Extrait proposé

#####

J'en viens maintenant à des observations plus critiques, mais, comme vous le savez, monsieur le ministre, qui aime bien, châtie bien !
Notre commission regrette, d'abord, la grande imprécision des hypothèses qui fondent les demandes de crédits relatives aux différents minima sociaux. Ainsi, la dotation prévue pour l'AAH sous-estime les besoins liés à la montée en charge des nouveaux compléments de cette allocation, et ne tient pas compte du dérapage observé en 2006. Pour l'API, c'est l'hypothèse de croissance du nombre de bénéficiaires qui pèche par excès d'optimisme. Ajoutons, enfin, que l'État a également dû ouvrir une enveloppe complémentaire de 470 millions d'euros au titre du RMI, car les recettes transférées aux départements pour son financement se sont révélées nettement insuffisantes.
Cette sous-estimation des besoins n'est pas nouvelle : l'ampleur de la dette de l'État à l'égard de la branche famille au titre de ces différentes prestations - 376 millions d'euros -prouve largement son caractère chronique. C'est pourquoi notre commission vous proposera un amendement tendant à redéployer les crédits nécessaires à un apurement, au moins partiel, de ces dettes.

#####

[Éléments répertoriés dans un jeu de données]
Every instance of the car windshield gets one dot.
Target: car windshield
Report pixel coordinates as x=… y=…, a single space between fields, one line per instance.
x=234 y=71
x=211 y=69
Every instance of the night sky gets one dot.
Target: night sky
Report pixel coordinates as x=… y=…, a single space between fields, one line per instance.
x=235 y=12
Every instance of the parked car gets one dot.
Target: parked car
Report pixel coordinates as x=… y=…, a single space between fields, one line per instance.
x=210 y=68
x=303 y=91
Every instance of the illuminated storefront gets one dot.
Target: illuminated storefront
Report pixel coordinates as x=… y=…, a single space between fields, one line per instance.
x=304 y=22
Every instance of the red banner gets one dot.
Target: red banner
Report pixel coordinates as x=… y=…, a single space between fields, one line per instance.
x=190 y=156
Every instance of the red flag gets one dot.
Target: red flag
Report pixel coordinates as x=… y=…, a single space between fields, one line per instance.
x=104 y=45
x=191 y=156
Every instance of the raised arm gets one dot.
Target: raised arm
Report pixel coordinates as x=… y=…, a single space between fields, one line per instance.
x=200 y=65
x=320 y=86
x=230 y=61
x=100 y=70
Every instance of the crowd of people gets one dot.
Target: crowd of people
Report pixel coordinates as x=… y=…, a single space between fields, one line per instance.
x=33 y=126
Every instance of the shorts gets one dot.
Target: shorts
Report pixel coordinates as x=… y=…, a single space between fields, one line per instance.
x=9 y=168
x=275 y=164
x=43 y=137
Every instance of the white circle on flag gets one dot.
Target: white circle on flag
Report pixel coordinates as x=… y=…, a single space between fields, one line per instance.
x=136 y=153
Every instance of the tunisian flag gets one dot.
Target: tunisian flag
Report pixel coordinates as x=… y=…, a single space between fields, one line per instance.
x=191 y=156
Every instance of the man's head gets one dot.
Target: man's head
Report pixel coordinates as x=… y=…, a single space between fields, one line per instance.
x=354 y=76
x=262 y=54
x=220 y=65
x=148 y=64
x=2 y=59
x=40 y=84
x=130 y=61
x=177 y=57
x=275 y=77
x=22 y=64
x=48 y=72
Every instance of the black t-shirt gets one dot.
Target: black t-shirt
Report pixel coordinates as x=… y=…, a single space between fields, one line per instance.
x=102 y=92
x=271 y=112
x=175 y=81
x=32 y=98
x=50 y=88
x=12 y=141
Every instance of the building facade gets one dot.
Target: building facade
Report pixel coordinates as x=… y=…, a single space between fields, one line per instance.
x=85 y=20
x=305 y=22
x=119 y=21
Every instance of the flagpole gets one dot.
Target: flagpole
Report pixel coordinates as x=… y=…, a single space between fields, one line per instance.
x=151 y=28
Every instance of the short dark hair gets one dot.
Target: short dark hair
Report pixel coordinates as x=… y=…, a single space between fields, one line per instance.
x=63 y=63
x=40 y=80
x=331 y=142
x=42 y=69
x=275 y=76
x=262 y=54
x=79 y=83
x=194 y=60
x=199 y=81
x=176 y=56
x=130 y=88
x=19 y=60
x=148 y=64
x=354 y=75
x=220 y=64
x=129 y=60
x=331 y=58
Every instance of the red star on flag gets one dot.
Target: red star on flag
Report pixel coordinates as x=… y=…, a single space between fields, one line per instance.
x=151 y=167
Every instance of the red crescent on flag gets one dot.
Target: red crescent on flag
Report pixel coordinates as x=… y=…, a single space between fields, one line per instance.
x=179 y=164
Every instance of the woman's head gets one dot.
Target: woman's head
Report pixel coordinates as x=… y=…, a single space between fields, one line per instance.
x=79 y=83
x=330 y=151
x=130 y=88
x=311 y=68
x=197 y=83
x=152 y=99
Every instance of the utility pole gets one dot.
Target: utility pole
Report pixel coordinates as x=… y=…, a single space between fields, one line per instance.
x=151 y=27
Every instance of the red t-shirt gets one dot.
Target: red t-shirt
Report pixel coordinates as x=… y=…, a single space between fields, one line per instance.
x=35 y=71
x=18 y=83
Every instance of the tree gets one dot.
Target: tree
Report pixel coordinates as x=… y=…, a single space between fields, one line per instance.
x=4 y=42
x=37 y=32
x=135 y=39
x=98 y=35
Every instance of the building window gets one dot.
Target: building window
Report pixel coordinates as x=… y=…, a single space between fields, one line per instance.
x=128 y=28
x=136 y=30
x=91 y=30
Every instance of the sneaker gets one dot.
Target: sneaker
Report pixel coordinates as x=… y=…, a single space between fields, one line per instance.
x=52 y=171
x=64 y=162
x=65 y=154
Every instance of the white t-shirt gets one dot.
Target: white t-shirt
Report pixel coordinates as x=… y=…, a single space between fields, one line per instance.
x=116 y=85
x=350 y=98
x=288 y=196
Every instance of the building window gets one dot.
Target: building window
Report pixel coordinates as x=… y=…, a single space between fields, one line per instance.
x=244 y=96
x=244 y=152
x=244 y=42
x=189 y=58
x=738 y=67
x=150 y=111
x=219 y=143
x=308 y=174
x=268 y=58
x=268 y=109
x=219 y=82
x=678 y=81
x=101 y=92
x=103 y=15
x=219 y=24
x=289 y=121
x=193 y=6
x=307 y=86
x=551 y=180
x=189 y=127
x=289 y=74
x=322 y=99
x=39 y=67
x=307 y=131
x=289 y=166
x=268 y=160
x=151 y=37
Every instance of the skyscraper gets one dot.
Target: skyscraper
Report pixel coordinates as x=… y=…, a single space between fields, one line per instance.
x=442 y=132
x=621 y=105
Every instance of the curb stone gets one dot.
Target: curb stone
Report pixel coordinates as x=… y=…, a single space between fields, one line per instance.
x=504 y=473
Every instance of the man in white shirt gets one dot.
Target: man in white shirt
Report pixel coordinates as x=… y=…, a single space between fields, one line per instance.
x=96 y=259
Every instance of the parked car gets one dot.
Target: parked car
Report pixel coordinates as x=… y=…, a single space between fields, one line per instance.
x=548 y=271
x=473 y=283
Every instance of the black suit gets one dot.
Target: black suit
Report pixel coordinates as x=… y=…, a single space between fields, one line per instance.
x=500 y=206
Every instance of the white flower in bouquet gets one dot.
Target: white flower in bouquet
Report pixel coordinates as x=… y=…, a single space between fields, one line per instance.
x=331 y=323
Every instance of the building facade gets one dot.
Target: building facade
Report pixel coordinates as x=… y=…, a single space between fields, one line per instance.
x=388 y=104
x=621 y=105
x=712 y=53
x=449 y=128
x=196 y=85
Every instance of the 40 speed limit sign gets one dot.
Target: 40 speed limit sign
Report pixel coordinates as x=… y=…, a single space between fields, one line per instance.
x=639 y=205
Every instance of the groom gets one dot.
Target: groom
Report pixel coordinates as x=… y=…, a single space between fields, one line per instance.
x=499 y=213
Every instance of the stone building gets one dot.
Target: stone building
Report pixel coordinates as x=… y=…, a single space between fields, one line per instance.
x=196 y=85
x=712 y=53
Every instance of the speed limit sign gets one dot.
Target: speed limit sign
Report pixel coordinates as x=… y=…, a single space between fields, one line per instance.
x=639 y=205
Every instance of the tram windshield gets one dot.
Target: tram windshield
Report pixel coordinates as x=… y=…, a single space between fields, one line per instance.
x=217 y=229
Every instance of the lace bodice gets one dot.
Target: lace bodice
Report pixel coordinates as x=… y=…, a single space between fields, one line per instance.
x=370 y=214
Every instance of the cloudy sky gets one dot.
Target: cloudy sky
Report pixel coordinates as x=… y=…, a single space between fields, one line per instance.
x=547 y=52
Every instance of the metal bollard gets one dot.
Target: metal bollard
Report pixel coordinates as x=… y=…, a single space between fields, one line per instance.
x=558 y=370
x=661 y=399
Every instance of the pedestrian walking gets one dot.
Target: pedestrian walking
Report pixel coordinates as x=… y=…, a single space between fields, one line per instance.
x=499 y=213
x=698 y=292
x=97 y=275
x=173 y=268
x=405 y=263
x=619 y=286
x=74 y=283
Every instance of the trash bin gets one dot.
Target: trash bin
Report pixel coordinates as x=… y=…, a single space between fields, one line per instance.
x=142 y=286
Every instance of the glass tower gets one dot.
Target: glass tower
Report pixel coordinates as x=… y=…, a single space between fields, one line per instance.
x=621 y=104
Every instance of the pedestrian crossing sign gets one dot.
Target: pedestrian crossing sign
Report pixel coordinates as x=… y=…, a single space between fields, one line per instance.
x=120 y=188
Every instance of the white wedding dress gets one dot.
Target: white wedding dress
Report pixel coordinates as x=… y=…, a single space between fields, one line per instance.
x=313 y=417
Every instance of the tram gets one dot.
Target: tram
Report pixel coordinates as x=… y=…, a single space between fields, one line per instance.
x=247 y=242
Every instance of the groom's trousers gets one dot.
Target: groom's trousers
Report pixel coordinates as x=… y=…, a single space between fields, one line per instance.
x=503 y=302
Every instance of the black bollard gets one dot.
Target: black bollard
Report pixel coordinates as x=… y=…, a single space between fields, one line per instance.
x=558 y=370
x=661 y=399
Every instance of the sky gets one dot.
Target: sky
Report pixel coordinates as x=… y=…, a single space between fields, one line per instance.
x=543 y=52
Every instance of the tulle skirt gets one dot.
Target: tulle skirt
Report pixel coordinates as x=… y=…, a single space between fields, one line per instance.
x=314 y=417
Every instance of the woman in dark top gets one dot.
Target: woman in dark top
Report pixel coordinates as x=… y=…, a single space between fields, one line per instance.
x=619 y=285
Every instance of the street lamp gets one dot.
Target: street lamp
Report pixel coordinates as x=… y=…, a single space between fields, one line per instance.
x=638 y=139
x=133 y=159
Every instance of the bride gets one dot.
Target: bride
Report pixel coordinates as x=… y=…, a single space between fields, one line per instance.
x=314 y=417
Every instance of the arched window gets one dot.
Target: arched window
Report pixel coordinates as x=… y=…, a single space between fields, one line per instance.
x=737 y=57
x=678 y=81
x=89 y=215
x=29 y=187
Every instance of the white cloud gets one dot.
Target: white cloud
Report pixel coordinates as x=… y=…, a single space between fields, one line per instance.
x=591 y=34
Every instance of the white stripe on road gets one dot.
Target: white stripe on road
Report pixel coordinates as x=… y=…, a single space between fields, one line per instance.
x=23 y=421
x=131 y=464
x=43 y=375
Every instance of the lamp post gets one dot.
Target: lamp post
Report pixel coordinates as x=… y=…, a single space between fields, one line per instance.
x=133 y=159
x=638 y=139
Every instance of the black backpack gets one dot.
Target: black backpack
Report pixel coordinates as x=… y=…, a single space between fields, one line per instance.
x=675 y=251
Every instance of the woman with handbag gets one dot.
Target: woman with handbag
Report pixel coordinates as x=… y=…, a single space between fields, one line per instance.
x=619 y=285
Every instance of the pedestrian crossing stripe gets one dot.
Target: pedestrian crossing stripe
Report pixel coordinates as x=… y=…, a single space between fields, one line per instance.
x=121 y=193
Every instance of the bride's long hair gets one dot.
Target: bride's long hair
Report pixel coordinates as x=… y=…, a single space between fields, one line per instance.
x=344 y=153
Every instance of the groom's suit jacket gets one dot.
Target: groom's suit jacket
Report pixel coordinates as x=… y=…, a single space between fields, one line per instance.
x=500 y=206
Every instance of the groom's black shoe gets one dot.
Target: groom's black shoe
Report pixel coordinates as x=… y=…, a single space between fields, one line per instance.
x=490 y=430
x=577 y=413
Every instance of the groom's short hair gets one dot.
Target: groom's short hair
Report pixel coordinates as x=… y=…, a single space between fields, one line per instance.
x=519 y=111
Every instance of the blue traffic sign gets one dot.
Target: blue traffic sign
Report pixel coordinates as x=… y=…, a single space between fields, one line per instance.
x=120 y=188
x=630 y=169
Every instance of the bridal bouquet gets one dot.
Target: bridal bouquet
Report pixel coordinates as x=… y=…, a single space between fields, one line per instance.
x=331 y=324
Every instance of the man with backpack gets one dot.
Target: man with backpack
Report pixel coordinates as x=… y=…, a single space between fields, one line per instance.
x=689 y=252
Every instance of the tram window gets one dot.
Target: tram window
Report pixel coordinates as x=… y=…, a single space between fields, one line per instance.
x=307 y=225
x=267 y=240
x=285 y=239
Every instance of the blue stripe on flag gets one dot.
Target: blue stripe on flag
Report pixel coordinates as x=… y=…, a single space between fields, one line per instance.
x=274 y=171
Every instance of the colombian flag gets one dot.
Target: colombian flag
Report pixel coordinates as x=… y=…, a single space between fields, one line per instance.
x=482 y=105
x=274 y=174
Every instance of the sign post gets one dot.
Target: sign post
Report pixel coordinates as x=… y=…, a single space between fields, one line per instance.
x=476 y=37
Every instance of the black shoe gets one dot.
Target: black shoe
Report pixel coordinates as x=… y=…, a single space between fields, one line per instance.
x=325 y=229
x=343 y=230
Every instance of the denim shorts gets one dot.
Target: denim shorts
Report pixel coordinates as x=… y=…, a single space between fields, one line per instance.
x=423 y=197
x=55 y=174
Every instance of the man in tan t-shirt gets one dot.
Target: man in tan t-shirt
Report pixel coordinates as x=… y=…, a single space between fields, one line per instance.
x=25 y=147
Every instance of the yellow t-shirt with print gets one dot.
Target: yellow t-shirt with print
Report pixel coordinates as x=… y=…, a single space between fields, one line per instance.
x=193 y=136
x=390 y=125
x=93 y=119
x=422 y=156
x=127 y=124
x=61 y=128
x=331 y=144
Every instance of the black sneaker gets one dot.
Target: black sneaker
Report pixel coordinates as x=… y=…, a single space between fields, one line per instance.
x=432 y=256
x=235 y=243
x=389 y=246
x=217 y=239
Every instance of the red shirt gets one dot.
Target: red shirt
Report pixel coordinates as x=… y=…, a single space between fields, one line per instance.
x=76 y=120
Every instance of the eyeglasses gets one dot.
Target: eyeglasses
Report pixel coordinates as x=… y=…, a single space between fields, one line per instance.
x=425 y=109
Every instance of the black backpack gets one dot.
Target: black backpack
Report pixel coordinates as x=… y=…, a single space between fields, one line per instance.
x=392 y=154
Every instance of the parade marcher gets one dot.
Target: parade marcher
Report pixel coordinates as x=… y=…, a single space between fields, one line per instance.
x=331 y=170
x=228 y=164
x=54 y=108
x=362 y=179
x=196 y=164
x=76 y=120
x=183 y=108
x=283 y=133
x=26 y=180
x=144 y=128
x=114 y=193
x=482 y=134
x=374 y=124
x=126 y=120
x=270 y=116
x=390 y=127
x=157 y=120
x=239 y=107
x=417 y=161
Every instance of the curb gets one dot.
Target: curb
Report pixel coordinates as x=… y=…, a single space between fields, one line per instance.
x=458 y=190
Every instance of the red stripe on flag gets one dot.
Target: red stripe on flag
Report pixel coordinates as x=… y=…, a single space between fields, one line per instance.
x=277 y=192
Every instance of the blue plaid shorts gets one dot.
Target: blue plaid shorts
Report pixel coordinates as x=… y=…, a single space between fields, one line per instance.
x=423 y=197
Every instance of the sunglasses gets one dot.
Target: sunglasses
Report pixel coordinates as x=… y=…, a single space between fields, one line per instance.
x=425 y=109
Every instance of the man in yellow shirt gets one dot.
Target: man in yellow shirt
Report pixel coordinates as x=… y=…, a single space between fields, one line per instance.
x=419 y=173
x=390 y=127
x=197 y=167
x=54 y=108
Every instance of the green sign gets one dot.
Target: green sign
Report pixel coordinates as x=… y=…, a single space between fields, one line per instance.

#####

Exploration du corpus
A. Comment traduire en anglais la phrase suivante de l'extrait proposé : « Pour l'API, c'est l'hypothèse de croissance du nombre de bénéficiaires qui pèche par excès d'optimisme. » ?
B. Les affirmations suivantes sont-elles conformes à l'extrait proposé ? Répondez par oui ou par non, en citant à chaque fois les mots décisifs du texte.
(i) L'État a dû ouvrir une enveloppe complémentaire de 470 millions d'euros au titre du RMI.
(ii) La dette de l'État envers la branche famille s'élève à 470 millions d'euros.
(iii) La commission présente cette sous-estimation des besoins comme un phénomène nouveau.
C. Selon l'extrait proposé, que la commission proposera-t-elle face aux dettes de l'État envers la branche famille ?

Corrigé
A. For the API, it is the assumption about growth in the number of beneficiaries that errs through excessive optimism.

B.
(i) Oui : « l'État a également dû ouvrir une enveloppe complémentaire de 470 millions d'euros au titre du RMI ».
(ii) Non : « l'ampleur de la dette de l'État à l'égard de la branche famille au titre de ces différentes prestations - 376 millions d'euros ».
(iii) Non : « Cette sous-estimation des besoins n'est pas nouvelle ».

C. Un amendement tendant à redéployer les crédits nécessaires à un apurement, au moins partiel, de ces dettes.